> Information supplied
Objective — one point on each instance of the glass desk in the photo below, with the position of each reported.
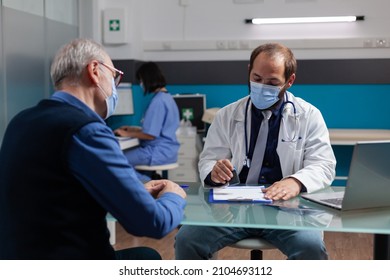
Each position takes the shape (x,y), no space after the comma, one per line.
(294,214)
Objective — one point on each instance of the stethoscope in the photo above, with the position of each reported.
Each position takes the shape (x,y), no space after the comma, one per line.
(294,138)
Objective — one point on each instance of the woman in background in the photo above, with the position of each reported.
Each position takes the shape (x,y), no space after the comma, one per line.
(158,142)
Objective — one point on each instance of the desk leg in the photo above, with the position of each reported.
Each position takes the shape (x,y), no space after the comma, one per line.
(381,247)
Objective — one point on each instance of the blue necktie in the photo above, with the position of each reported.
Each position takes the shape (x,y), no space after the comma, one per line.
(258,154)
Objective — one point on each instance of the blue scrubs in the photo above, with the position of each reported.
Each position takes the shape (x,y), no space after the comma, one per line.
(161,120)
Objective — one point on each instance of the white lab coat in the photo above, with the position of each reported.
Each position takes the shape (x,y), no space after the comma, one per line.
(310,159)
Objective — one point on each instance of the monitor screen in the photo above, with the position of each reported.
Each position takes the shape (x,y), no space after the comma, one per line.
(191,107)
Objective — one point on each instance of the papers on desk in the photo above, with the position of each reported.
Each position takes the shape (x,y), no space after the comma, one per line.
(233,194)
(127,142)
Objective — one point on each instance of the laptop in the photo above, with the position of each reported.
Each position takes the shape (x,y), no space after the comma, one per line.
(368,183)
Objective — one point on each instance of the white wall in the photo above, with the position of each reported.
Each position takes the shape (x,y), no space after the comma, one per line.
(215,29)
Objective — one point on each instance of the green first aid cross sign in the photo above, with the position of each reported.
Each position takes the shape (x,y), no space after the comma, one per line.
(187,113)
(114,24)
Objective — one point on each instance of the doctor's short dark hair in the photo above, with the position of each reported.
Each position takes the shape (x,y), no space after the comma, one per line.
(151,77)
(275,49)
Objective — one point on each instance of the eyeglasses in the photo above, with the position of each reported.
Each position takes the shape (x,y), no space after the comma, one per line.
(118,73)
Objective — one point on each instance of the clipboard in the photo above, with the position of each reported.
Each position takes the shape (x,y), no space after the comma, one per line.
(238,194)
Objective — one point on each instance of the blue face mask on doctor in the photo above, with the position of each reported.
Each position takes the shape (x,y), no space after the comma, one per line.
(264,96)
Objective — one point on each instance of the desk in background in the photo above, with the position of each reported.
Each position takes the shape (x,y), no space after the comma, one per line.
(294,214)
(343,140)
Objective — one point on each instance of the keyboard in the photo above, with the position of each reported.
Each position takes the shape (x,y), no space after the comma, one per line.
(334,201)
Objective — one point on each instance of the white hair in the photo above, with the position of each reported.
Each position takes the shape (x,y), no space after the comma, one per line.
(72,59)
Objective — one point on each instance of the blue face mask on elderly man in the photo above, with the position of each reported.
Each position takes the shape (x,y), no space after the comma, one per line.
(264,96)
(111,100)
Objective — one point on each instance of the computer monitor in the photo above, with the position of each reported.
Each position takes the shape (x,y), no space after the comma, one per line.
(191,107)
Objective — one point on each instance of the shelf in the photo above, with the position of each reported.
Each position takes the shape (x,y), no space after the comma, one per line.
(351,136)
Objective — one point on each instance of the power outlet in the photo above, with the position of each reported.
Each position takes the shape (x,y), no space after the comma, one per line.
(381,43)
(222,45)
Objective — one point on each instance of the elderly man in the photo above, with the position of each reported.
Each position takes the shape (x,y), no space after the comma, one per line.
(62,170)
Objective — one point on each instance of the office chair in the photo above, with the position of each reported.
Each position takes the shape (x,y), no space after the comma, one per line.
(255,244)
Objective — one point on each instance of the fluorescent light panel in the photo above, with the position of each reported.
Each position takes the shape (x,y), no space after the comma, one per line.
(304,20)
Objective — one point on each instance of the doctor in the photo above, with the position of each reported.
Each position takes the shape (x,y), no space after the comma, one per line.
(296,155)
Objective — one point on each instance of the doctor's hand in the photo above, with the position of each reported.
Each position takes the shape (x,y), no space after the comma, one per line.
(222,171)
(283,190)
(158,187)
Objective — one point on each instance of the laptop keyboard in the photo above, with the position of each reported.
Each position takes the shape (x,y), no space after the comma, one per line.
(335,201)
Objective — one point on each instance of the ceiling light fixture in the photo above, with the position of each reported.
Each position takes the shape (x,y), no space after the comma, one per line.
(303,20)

> What you have to do
The output has to match the data above line for line, except that pictures are dropped.

> Result for this task
Objective — one point on each instance of the glass desk in the photo below, with the position of each reported.
Each position takes the shape (x,y), no space after the comma, one per line.
(294,214)
Objective — one point on each instance of the stethoscope in the photo above, with the position of each reported.
Each position takes the shape (x,y), no space after the comma, one per line.
(294,138)
Objective — one point on each instance of the woman in background in the photo above, with the position of each reported.
Each position takes the shape (x,y), no space after the comma, one per line.
(158,142)
Objective — one point on each instance of the desk leg in the photo above, with the position of each reported.
Each position takes the shape (x,y), no space after the comma, one per line.
(381,247)
Objective — one point on each instance of the blue necktie in the photo above, with the position of each reported.
Each position takes the shape (x,y), no space after the comma, one per line.
(258,154)
Objective — one point on each instance of the blue scrubs in the photo above, with the position of each reported.
Each position takes the shape (x,y), no space after the comma, one per line.
(161,120)
Objective — one point on each instance of the white lab coat in the photo above, with the position of each reported.
Each position takes the shape (x,y), no space after the comma, one per line.
(310,159)
Objective — one point on each instance of the monitor screen in the photo above, with the position of each reported.
Each position takes the shape (x,y), no space after the comma, one per line.
(191,107)
Objective — one point on each instance of the papers on desk in the photo above, with the position of each reported.
Each position takes the shape (x,y), no space after the comma, one per line.
(233,194)
(127,142)
Objective — one point on each instance of the laptop in the photo above, with the position of each reported.
Each position takes the shape (x,y), no space after the comma, one per line.
(368,183)
Objective — one point on each instance of the white wall in the photo above, with the position of each reported.
Each position takes the shape (x,y), no space after the comma, one per line.
(215,29)
Objective — one point on each instance of the green first aid cross sign in the photo above, with the position of each reported.
Each position takes the shape (x,y), no space after the comma, one per line.
(187,113)
(114,24)
Objective — one point on each instance of the doctor's short dark hair in the photo above, with the position of each reported.
Each position takes the shape (x,y), no space after the comma, one per line.
(151,77)
(275,49)
Objective — one point on each instance of the eyeglasses in the photo above, with the position of each reported.
Each position takes the shape (x,y), no space after the comma, one per line.
(118,73)
Objective — one point on each instance of the clipboard in the photo above, with the position of each reported.
Each position takes the shape (x,y), no space after the comma, one per line.
(238,194)
Objective — one point on each instance of the blue face mask on doctor in the photo above, with the position of each reported.
Each position takes the shape (x,y), no space after the comma, one per line.
(264,96)
Objective — one point on each instance of the desk in background in the photo above, with the position of each reported.
Each position takes the shape (x,y), no space after the comma, one per line.
(294,214)
(343,140)
Objective — one point on each instance of the keyboard in the photo above, with the position of each reported.
Each position takes the shape (x,y), no space after the comma, one per line.
(334,201)
Objective — one point on each instance of the white hair in the photo above, with the position of each reported.
Each position takes the shape (x,y), no space after the comma, one per line.
(72,59)
Objective — one point on each instance of the blue face mask on elderly man in the photo above, with the position of each reported.
Each position takes the shape (x,y), no space after the comma, one per line.
(264,96)
(111,100)
Objective — one point on each instance of the computer monitor in the photo above, with the position of each reported.
Each position takes the shape (x,y), no space after the comma, one per line.
(191,107)
Objective — one point on each instance of the shelf in the photo above, with the position of each reported.
Each position takes the shape (x,y), no space after the comma, one per line.
(351,136)
Objective — one point on each instance of the power outlet in the photo above, with the position of each reported.
Each position takes the shape (x,y), no space after the comma, one per line.
(381,43)
(222,45)
Objective — one point on each instance of the elderly man in the photo above, with the position of each reported.
Each position takes the shape (x,y), no space after the comma, one per line.
(62,170)
Objective — one point on each instance of the office chair in the photo above, with the position of each reported.
Each position takes the shape (x,y), no space after the comma, one per line.
(255,244)
Objective — one point on each instance of the fluorescent light panel in the photo above, with the position of each reported.
Each position takes the shape (x,y), no space after the comma, one per line.
(304,20)
Objective — one point on each instance of the doctor in the photo above, with the position of each reported.
Each position takes the shape (x,y), no space after the comma, one per line.
(296,155)
Objective — one point on each instance of the doctor's hand in the photo above, with the position of each reported.
Each position takes the shape (x,y), no space after the comma, one per line.
(222,171)
(283,190)
(158,187)
Objective — one point on each instance of the laptop keyboard in the photo above, with the position of each reported.
Each position takes the shape (x,y), no space after the comma, one per line.
(335,201)
Objective — one point on each instance of the ceiling light fixture in the photo above, with the position of each reported.
Each position takes the shape (x,y), no space after the comma, one per line.
(303,20)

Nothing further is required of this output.